───── Records for this exercise ─────
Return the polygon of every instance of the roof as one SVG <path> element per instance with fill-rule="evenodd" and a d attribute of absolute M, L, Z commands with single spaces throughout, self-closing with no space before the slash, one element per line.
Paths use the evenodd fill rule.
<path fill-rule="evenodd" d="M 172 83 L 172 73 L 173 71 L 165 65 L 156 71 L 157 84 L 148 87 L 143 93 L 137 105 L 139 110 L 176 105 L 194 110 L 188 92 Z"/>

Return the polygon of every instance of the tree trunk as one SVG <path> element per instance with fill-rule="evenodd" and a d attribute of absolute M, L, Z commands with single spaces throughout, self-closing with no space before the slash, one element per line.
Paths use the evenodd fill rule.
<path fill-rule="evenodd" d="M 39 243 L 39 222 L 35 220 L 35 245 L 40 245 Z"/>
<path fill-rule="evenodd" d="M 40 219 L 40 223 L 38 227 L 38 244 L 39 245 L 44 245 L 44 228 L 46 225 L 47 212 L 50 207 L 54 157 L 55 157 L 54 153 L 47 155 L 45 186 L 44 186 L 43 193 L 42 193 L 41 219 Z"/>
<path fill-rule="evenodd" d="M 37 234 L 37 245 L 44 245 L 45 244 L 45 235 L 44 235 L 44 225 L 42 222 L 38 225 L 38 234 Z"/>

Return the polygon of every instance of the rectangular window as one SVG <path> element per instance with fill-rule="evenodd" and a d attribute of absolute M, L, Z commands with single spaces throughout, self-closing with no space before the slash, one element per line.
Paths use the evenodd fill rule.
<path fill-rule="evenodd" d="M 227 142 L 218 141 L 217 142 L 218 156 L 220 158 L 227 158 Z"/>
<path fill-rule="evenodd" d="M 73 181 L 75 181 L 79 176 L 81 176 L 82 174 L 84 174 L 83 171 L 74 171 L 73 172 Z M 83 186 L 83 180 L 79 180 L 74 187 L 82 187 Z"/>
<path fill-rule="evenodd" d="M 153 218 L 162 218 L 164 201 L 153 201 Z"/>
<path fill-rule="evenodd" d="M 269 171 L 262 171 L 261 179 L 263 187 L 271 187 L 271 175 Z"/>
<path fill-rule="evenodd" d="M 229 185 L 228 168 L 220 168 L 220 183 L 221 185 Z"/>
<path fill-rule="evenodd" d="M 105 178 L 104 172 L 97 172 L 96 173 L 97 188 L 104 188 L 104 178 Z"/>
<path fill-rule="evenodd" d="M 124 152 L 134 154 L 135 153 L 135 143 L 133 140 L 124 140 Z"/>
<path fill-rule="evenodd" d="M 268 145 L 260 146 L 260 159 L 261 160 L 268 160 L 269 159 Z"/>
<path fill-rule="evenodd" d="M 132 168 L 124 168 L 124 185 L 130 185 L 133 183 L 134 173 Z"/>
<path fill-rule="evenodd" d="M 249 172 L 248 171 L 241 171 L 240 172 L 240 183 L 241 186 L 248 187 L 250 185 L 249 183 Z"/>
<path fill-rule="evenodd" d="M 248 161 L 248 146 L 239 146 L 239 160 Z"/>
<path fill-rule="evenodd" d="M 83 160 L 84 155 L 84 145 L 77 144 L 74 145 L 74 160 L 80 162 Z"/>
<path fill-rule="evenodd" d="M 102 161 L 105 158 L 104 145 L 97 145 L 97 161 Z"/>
─────
Task description
Your task is to repeat the data exactly; please include every line.

Output below
Return the polygon of every instance of the roof as one SVG <path> element per instance with fill-rule="evenodd" and a d attribute of absolute M, L, Z commands with single spaces throughout, self-closing with no space before the slash, one element per line.
Paths use the evenodd fill rule.
<path fill-rule="evenodd" d="M 172 83 L 172 73 L 173 71 L 165 65 L 156 71 L 157 84 L 148 87 L 143 93 L 137 105 L 139 110 L 176 105 L 194 110 L 188 92 Z"/>

Return the polygon of every instance of the tree trunk as one SVG <path> element per instance with fill-rule="evenodd" and a d attribute of absolute M, L, Z commands with single spaces throughout, self-closing with no space before the slash, one element per line.
Paths use the evenodd fill rule.
<path fill-rule="evenodd" d="M 39 243 L 39 222 L 35 220 L 35 245 L 40 245 Z"/>
<path fill-rule="evenodd" d="M 40 219 L 40 223 L 38 227 L 38 244 L 39 245 L 44 245 L 44 228 L 46 225 L 47 212 L 50 207 L 54 157 L 55 157 L 54 153 L 47 155 L 45 186 L 44 186 L 43 193 L 42 193 L 41 219 Z"/>
<path fill-rule="evenodd" d="M 37 234 L 37 245 L 44 245 L 45 244 L 45 235 L 44 235 L 44 225 L 42 222 L 38 225 L 38 234 Z"/>

Return the polygon of every instance of the rectangular window as one SVG <path> element per instance with fill-rule="evenodd" and a d attribute of absolute M, L, Z commands with single spaces throughout, self-closing with no space before the slash, one element per line.
Paths use the evenodd fill rule.
<path fill-rule="evenodd" d="M 227 142 L 218 141 L 217 142 L 218 156 L 220 158 L 227 158 Z"/>
<path fill-rule="evenodd" d="M 73 181 L 75 181 L 79 176 L 81 176 L 82 174 L 84 174 L 83 171 L 74 171 L 73 172 Z M 83 186 L 83 180 L 79 180 L 74 187 L 82 187 Z"/>
<path fill-rule="evenodd" d="M 153 218 L 162 218 L 164 201 L 153 201 Z"/>
<path fill-rule="evenodd" d="M 269 171 L 262 171 L 261 179 L 263 187 L 271 187 L 271 175 Z"/>
<path fill-rule="evenodd" d="M 229 185 L 228 168 L 220 168 L 220 183 L 221 185 Z"/>
<path fill-rule="evenodd" d="M 105 178 L 104 172 L 97 172 L 96 173 L 97 188 L 104 188 L 104 178 Z"/>
<path fill-rule="evenodd" d="M 124 152 L 134 154 L 135 153 L 135 143 L 133 140 L 124 140 Z"/>
<path fill-rule="evenodd" d="M 268 145 L 260 146 L 260 159 L 261 160 L 268 160 L 269 159 Z"/>
<path fill-rule="evenodd" d="M 132 168 L 124 168 L 124 185 L 130 185 L 133 183 L 134 173 Z"/>
<path fill-rule="evenodd" d="M 249 172 L 248 171 L 241 171 L 240 172 L 240 183 L 241 186 L 248 187 L 250 185 L 249 183 Z"/>
<path fill-rule="evenodd" d="M 248 161 L 248 146 L 239 146 L 239 160 Z"/>
<path fill-rule="evenodd" d="M 83 160 L 84 155 L 84 145 L 77 144 L 74 145 L 74 160 L 80 162 Z"/>
<path fill-rule="evenodd" d="M 102 161 L 105 158 L 104 145 L 97 145 L 97 161 Z"/>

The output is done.